━━━ TEXTE SOURCE ━━━

Depuis une semaine, des manifestations contre l’invasion en Ukraine se sont déroulées dans plus de 50 villes en Russie. Elles ont été sévèrement réprimées. Cinq enfants, âgés de 7 à 11 ans, ont été détenus avec leurs mères par la police de Moscou, pour avoir déposé des fleurs devant l’ambassade de l’Ukraine, a rapporté mercredi le quotidien britannique The Guardian.

PHOTO FOURNIE PAR ARSHAK MAKICHYAN

Polina Oleinikova et Arshak Makichyan, au poste de police

Arshak Makichyan et Polina Oleinikova racontent avoir été arrêtés le 25 février, après que la jeune femme est sortie dans la rue vêtue d’un habit militaire russe couvert de faux sang, en guise de protestation. « Ils nous ont détenus au poste de police durant près de cinq heures, relate-t-elle. Sans pouvoir aller aux toilettes durant quatre heures. »

Cette arrestation n’a pas empêché le couple de multiplier les gestes de protestation, autant dans la rue qu’en ligne, par le truchement de vidéos diffusées sur le réseau social TikTok. « Nous essayons de faire une différence en Russie, soutient Arshak Makichyan. Même si parfois, cela semble impossible. »

━━━ DONNÉES DE L’EXERCICE ━━━

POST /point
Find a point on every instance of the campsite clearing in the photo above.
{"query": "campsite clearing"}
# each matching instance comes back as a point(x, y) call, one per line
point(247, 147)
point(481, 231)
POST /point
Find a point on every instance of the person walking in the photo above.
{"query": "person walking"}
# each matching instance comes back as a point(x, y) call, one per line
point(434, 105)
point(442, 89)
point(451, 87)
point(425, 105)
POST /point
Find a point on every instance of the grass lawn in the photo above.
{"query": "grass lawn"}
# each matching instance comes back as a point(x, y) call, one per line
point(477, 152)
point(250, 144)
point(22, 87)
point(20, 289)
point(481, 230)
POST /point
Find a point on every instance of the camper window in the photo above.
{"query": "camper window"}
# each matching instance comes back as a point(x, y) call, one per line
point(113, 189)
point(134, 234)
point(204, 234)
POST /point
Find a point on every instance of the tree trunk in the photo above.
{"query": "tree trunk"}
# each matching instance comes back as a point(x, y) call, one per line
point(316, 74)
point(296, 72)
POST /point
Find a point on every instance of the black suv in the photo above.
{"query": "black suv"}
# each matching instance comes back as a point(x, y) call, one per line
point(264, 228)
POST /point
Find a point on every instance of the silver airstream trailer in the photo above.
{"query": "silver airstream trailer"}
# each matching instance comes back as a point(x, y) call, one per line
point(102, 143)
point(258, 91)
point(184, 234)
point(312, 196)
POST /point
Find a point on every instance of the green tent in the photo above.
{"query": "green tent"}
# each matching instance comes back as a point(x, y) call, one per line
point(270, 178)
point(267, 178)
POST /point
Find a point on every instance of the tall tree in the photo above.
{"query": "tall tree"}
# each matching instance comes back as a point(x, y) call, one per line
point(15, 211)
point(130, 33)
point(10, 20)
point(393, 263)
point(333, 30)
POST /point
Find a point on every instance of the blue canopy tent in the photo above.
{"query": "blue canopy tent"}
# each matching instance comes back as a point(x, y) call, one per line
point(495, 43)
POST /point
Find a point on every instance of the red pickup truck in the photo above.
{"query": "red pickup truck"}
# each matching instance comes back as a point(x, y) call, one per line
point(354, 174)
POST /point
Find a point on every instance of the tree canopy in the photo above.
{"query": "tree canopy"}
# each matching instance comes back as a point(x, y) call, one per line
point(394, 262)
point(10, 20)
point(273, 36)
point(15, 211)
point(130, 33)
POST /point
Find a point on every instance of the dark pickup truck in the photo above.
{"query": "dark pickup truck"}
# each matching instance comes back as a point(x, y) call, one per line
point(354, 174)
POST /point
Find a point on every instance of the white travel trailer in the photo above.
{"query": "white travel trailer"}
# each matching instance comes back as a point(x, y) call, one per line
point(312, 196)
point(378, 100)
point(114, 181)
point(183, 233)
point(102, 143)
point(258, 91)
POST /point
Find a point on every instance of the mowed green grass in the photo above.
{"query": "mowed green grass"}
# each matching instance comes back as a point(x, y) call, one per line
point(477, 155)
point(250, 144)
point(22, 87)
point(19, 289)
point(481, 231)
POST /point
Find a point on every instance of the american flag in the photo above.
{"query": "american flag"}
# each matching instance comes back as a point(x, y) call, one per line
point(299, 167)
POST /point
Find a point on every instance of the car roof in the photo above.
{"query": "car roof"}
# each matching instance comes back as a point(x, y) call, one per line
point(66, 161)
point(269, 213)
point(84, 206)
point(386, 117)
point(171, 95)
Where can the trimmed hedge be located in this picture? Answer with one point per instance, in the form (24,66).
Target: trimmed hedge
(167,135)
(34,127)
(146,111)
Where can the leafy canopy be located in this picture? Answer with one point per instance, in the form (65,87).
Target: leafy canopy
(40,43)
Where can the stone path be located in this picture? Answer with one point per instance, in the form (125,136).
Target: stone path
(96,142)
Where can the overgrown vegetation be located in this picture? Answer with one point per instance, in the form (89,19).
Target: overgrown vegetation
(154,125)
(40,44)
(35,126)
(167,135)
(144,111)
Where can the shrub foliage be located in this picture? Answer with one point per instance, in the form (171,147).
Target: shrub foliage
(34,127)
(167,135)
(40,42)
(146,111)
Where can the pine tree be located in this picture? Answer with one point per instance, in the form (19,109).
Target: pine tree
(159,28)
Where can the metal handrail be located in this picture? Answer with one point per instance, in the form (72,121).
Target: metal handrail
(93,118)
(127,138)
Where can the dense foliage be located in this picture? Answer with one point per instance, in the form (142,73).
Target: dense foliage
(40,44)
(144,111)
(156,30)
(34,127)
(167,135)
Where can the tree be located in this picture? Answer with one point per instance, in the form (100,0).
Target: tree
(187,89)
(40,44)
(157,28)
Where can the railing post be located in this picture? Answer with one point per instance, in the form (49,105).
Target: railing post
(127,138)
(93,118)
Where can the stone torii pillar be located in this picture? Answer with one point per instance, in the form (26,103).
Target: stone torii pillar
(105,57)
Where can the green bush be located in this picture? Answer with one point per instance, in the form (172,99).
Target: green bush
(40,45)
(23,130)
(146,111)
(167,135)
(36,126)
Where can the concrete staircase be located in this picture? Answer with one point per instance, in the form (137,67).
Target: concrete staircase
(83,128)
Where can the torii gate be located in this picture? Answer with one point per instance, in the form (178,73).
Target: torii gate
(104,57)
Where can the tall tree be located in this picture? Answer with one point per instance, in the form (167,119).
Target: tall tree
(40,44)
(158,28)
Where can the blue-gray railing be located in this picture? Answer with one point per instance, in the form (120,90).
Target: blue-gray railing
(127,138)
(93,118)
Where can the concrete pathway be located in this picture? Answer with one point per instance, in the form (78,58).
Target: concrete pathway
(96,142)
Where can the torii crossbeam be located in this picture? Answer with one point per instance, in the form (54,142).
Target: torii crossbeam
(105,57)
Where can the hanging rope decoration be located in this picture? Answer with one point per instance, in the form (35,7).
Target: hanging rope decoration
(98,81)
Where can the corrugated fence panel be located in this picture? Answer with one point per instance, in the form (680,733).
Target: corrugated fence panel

━━━
━━━ DONNÉES DE L’EXERCICE ━━━

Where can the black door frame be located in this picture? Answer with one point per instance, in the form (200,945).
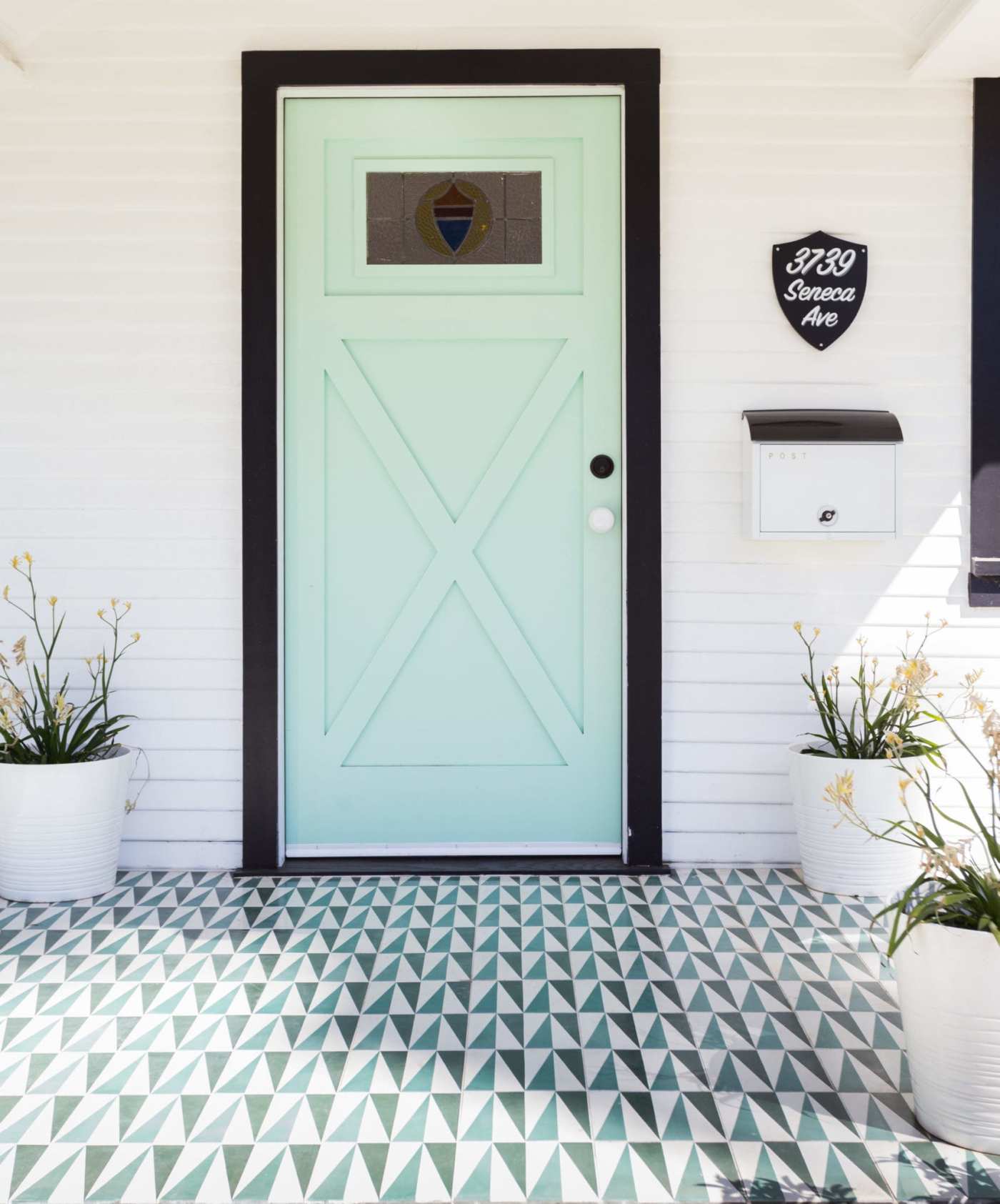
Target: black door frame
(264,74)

━━━

CONSIGNES:
1. Relevez tous les noms de pays et de villes qui figurent dans l’extrait sur les manifestations en Russie.
2. Recopiez une partie de l’extrait sur les manifestations en Russie : commencez aux mots « Depuis une semaine, des » et arrêtez-vous après « britannique The Guardian. ».
La liste ne sert à rien pour ce travail.

CORRIGÉ:
1. Ukraine, Russie, Moscou

2.
Depuis une semaine, des manifestations contre l’invasion en Ukraine se sont déroulées dans plus de 50 villes en Russie. Elles ont été sévèrement réprimées. Cinq enfants, âgés de 7 à 11 ans, ont été détenus avec leurs mères par la police de Moscou, pour avoir déposé des fleurs devant l’ambassade de l’Ukraine, a rapporté mercredi le quotidien britannique The Guardian.